══ TASK DATA ══

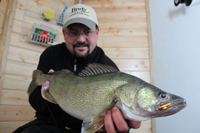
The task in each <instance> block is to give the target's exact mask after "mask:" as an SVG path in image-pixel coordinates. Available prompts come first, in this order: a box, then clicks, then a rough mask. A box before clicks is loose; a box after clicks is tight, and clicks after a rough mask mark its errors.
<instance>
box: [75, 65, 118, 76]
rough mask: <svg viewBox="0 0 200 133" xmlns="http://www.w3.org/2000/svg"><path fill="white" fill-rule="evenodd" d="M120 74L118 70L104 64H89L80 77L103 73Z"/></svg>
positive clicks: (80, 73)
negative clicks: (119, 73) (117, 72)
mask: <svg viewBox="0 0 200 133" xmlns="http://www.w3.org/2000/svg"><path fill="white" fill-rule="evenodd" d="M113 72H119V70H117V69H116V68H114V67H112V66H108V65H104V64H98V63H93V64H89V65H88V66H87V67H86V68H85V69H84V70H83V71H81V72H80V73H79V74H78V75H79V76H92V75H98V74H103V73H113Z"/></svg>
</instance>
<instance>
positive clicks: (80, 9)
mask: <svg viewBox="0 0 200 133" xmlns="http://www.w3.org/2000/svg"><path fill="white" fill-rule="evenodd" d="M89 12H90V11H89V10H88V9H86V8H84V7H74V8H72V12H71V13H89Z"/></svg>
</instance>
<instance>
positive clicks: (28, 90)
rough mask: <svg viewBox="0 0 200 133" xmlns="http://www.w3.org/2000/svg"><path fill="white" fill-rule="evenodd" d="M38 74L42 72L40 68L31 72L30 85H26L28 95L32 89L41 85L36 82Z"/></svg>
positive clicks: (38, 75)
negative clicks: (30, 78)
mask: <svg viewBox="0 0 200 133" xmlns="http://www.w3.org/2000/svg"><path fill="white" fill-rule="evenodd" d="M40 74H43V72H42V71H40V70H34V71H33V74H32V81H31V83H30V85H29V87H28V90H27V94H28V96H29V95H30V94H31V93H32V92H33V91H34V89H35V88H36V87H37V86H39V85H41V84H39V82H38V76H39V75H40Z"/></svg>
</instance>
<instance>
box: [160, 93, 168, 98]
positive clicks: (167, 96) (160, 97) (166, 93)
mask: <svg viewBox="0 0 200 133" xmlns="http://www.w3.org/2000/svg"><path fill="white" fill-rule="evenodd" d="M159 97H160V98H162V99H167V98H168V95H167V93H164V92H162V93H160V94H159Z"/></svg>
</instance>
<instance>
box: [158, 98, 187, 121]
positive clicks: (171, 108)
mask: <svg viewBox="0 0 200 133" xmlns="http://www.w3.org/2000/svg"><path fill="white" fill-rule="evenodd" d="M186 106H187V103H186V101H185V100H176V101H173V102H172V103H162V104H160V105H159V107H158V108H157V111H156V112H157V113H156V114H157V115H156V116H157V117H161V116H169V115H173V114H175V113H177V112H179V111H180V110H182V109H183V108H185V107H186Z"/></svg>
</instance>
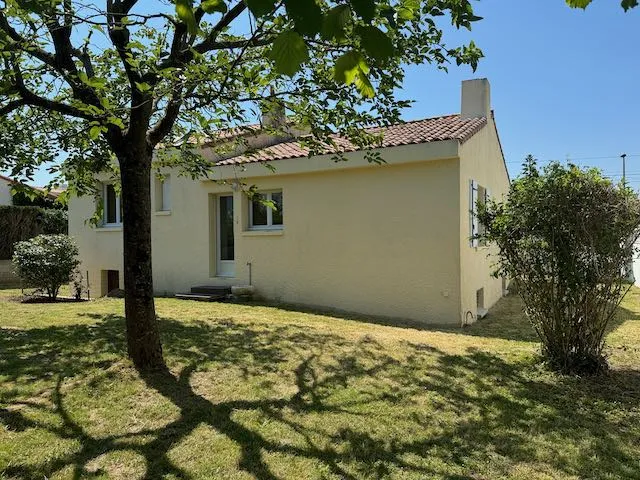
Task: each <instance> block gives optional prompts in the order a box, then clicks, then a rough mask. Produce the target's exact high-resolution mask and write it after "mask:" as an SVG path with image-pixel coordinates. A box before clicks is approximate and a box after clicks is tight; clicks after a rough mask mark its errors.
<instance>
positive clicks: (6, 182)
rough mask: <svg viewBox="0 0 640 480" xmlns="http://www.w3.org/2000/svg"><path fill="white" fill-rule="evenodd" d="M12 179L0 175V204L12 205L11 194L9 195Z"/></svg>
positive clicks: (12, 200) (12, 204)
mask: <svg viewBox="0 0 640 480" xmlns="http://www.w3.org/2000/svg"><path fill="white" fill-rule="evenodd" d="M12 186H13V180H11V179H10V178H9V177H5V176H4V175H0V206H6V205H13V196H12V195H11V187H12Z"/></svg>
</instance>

═══

The answer must be the lines above, word for word, from the first one through the line with "positive clicks: (38, 75)", pictures excluded.

The task in each <instance> block is to give the target's exact mask after "mask:" as an SVG path in image-pixel coordinates. Available prompts come first, in this order: a box, then clicks, then a rough mask. A box before clicks is loose; a box after clicks is tight, and clicks after a rough mask mark its errors.
<instance>
box: [75, 65, 118, 76]
rough mask: <svg viewBox="0 0 200 133" xmlns="http://www.w3.org/2000/svg"><path fill="white" fill-rule="evenodd" d="M120 74L118 70L104 64H89L80 77L103 73Z"/></svg>
positive clicks: (80, 73)
negative clicks: (119, 73) (117, 72)
mask: <svg viewBox="0 0 200 133" xmlns="http://www.w3.org/2000/svg"><path fill="white" fill-rule="evenodd" d="M113 72H119V70H117V69H116V68H114V67H112V66H108V65H104V64H98V63H93V64H89V65H88V66H87V67H86V68H85V69H84V70H83V71H81V72H80V73H79V74H78V75H79V76H92V75H98V74H103V73H113Z"/></svg>
</instance>
<instance>
positive clicks: (80, 9)
mask: <svg viewBox="0 0 200 133" xmlns="http://www.w3.org/2000/svg"><path fill="white" fill-rule="evenodd" d="M89 12H90V11H89V10H88V9H86V8H84V7H74V8H72V12H71V13H89Z"/></svg>
</instance>
<instance>
positive clicks: (28, 90)
rough mask: <svg viewBox="0 0 200 133" xmlns="http://www.w3.org/2000/svg"><path fill="white" fill-rule="evenodd" d="M38 74L42 72L40 68L31 72L30 85H26L28 95L32 89L41 85L36 82Z"/></svg>
positive clicks: (38, 75)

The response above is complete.